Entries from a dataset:
• • •
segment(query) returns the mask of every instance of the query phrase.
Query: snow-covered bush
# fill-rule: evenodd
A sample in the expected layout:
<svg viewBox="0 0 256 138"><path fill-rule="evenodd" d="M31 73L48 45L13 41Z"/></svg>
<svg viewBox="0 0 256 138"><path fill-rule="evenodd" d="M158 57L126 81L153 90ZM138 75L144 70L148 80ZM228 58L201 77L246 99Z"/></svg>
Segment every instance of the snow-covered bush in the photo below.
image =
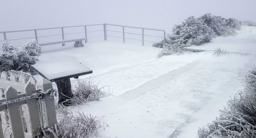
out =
• • •
• What you will do
Write out the items again, swapping every "snow-covered bush" for "frosted shrub" and changing nothing else. Omit the pictures from your answer.

• Written response
segment(query) returns the mask of every instance of the query phrase.
Query: frosted shrub
# fill-rule: evenodd
A sample in the expected layout:
<svg viewBox="0 0 256 138"><path fill-rule="evenodd" d="M31 73L48 45L13 41Z"/></svg>
<svg viewBox="0 0 256 138"><path fill-rule="evenodd" d="M158 57L126 81L153 90ZM138 75L144 70L148 80ZM228 58L201 77L246 99Z"/></svg>
Segment every instance of the frosted shrub in the photo below.
image =
out =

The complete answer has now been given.